**Data extracted from a collection**
------------------------------

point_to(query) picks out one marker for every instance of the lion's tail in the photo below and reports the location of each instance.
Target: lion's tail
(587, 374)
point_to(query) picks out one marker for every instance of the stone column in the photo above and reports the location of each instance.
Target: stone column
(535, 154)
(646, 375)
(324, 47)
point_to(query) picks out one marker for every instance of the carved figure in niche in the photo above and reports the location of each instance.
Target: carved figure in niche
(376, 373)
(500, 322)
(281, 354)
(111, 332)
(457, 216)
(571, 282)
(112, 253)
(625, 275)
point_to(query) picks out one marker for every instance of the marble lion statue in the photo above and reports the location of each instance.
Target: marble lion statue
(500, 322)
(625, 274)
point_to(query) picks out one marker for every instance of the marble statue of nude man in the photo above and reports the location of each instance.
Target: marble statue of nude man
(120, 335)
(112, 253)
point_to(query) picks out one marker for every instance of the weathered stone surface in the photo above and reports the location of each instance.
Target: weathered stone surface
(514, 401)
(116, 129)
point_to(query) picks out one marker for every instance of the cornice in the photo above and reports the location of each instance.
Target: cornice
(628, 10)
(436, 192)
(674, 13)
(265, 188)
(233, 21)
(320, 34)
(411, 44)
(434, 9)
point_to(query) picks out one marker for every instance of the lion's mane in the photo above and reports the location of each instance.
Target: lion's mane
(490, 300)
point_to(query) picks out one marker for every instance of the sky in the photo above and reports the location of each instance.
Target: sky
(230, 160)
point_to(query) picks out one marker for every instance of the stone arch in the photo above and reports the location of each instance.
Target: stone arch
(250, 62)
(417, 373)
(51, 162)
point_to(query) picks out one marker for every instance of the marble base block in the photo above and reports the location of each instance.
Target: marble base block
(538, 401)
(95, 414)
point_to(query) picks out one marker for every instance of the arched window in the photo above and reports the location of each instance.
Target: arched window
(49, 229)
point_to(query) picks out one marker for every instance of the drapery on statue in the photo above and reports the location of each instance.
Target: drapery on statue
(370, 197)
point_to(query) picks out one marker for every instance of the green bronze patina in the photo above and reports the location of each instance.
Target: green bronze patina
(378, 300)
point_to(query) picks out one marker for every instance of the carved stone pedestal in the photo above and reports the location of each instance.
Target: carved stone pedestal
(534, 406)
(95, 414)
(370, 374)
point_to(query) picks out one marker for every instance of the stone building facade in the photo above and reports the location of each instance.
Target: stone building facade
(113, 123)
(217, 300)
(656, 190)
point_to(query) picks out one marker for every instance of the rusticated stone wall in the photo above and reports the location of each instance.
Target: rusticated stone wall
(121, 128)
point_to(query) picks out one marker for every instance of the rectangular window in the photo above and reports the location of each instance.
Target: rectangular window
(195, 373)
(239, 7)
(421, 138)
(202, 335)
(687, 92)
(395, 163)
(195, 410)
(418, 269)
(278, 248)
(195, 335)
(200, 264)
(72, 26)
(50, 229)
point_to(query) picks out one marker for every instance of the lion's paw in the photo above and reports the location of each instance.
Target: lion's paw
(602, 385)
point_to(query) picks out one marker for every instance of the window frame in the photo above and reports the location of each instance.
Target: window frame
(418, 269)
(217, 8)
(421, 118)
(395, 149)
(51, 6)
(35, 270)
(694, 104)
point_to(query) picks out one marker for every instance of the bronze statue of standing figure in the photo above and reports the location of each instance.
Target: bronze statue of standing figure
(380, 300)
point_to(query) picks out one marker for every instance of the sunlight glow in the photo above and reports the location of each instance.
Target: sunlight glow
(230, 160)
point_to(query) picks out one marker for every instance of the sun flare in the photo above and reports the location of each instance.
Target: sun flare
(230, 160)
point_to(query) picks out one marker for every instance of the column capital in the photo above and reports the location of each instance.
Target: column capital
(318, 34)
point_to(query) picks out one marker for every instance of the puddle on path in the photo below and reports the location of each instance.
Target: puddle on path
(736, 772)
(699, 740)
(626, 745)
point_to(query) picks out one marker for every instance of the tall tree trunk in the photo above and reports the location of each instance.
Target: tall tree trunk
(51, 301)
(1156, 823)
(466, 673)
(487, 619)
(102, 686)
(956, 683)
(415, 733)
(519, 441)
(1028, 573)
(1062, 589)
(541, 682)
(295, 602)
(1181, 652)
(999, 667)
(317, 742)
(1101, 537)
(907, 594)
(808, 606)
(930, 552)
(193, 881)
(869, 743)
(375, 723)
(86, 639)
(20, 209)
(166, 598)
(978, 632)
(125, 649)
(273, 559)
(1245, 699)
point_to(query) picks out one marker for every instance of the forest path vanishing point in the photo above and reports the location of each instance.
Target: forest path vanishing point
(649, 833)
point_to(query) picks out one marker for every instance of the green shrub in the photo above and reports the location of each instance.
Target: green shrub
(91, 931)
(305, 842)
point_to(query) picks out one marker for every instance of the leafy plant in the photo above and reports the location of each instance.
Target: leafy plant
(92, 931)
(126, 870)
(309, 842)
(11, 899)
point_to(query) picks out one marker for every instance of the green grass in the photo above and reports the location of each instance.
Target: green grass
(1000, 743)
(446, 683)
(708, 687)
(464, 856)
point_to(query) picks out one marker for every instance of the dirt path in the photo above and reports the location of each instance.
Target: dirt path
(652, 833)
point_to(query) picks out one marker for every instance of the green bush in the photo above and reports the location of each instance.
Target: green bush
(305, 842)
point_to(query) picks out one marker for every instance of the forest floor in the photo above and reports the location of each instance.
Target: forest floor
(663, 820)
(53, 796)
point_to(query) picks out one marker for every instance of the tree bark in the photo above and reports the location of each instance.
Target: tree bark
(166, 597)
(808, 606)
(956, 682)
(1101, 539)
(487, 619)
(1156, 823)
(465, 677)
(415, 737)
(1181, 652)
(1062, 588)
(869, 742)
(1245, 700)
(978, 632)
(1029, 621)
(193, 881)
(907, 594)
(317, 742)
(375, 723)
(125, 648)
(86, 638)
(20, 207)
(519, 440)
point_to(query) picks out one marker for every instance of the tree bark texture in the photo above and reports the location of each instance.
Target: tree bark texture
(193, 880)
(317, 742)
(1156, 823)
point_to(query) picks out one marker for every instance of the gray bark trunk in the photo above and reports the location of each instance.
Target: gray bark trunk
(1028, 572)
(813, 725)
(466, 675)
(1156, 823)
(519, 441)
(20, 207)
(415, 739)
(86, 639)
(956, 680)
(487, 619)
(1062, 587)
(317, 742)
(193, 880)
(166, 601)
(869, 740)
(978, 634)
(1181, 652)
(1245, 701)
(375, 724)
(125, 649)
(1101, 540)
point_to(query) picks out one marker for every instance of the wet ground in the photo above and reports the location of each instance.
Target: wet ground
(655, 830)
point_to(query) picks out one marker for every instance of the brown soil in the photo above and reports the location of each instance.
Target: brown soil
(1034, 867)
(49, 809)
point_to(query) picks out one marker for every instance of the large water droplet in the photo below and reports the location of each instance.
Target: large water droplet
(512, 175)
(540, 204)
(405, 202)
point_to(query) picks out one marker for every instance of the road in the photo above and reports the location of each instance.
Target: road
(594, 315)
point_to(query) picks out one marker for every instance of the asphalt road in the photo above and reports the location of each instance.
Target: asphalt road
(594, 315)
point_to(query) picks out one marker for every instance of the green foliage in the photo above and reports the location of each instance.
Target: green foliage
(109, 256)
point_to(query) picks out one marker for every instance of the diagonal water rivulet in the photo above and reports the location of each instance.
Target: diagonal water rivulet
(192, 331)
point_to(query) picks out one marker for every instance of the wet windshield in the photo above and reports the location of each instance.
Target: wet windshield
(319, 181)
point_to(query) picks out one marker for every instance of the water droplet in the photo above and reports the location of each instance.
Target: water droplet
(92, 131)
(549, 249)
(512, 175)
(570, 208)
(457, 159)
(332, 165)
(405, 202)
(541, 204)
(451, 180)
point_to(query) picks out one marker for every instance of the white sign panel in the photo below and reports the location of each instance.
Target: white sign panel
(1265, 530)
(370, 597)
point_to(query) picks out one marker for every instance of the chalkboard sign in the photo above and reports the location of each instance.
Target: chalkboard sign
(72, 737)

------------------------------

**DESCRIPTION OF THE TASK**
Quote exactly what appears from the line containing "the wet ground" through the final line of the listing above, including both of those lines.

**FULL RESPONSE**
point_to(query) picks out one marker for every instance of the wet ground in the photo above and reports the location of each instance.
Target: wet ground
(655, 830)
point_to(query) picks out one marker for every instance of the brown soil in the photo above and reports the location of each instance.
Target: brown soil
(1034, 867)
(49, 809)
point_to(query) picks out one marker for every instance of the large water droplet in the photo below and reports the location of each instance.
Target: large water droplet
(512, 175)
(540, 204)
(405, 202)
point_to(query) picks out one marker for every instance of the road in the photo above and reports the location of each instance.
Target: road
(594, 315)
point_to(query) picks out one marker for every instance of the asphalt road in the photo above and reports the location of each instance.
Target: asphalt road
(594, 315)
point_to(query) picks out one marker for every instance of the green foliage in the photo above and reports the location of each instance.
Target: green foliage
(109, 256)
point_to(query) picks out one marker for every instance of the diagonal water rivulet in the photo above and reports the location of each instance.
Target: diagonal water rivulet
(192, 331)
point_to(query) picks out one marker for every instance of the wet windshield in the photo above and reports the location of each instance.
Target: wet windshield
(319, 181)
point_to(query) picks out one marker for every instance of the water droplet in the photo above and reports the location of each instance.
Target: water droplet
(92, 131)
(549, 249)
(512, 175)
(570, 208)
(457, 159)
(332, 165)
(405, 202)
(541, 204)
(451, 180)
point_to(query) picks out one marker for every instance of the white sign panel in the photo below and reports the location of each instance.
Target: white sign panel
(1265, 530)
(370, 597)
point_to(query) picks out one marker for every instance of the chalkboard sign in the photo above and reports the location of each instance.
Target: chalkboard sign
(72, 737)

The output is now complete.